The task
Please print the records below exactly as they are written.

Material shown

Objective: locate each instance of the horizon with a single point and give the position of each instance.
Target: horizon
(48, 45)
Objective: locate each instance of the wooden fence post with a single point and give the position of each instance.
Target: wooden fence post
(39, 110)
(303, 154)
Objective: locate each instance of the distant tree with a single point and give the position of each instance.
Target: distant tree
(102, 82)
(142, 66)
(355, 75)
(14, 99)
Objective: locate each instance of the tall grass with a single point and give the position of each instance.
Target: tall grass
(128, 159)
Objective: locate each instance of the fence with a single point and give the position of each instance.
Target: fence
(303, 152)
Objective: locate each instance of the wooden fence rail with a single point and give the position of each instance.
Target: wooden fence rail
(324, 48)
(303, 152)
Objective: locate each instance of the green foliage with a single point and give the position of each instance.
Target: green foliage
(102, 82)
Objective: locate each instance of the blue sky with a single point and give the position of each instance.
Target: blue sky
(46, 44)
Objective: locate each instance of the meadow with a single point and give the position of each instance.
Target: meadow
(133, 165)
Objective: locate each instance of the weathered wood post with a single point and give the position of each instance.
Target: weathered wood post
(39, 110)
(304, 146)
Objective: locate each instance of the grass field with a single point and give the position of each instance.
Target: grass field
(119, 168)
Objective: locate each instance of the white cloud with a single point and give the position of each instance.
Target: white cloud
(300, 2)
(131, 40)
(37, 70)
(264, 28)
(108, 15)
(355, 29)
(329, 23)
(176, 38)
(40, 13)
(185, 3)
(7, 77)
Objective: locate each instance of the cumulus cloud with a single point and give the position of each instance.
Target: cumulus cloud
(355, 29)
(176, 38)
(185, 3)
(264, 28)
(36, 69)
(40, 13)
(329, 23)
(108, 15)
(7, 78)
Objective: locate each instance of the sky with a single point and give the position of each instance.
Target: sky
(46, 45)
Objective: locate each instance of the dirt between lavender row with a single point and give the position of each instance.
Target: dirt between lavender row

Output for this task
Objective: locate each instance of the horizon with a single point and give the position of each instance.
Target: horizon
(48, 45)
Objective: locate each instance of the wooden fence post with a single point and give the position of each instance.
Target: wooden fence post
(39, 110)
(303, 154)
Objective: locate each instance of the distant tree with a single point and give the position of each instance.
Target: distant tree
(102, 82)
(142, 66)
(355, 75)
(14, 99)
Objective: locate each instance of the tall grass with a single point and give the position of each instance.
Target: tall grass
(128, 159)
Objective: locate each instance of the fence with a single point and give the position of each instance.
Target: fence
(303, 152)
Objective: locate each instance of the wooden fence rail with a single point and give the position of each instance.
Target: wooden fence rail
(324, 48)
(303, 152)
Objective: locate each instance of the green foliage with a single point and give the position of each instance.
Target: green foliage
(102, 82)
Objective: locate each instance of the blue sky with a single point and give the position of each instance.
Target: blue sky
(46, 44)
Objective: locate each instance of the meadow with a single point and give the position of each instance.
Target: meadow
(133, 165)
Objective: locate each instance of the weathered wood post with a single point and give the position of each instance.
Target: weathered wood post
(39, 110)
(304, 146)
Objective: locate each instance of the grass field with a single point and give the position of each instance.
Target: grass field
(119, 168)
Objective: locate each instance of the white cloud with a single point and give the position of each instance.
Target: white cloud
(300, 2)
(131, 40)
(37, 70)
(264, 28)
(108, 15)
(355, 29)
(329, 23)
(176, 38)
(40, 13)
(185, 3)
(7, 77)
Objective: locate each instance of the cumulus cloud with a single point and give the position of each instance.
Target: cumulus cloud
(355, 29)
(176, 38)
(185, 3)
(264, 28)
(36, 69)
(40, 13)
(329, 23)
(108, 15)
(7, 78)
Objective: locate each instance of the sky with a single point and give the position of each instance.
Target: sky
(46, 45)
Objective: locate each instance of the dirt between lavender row with a single point and give the position of each instance.
Target: dirt between lavender row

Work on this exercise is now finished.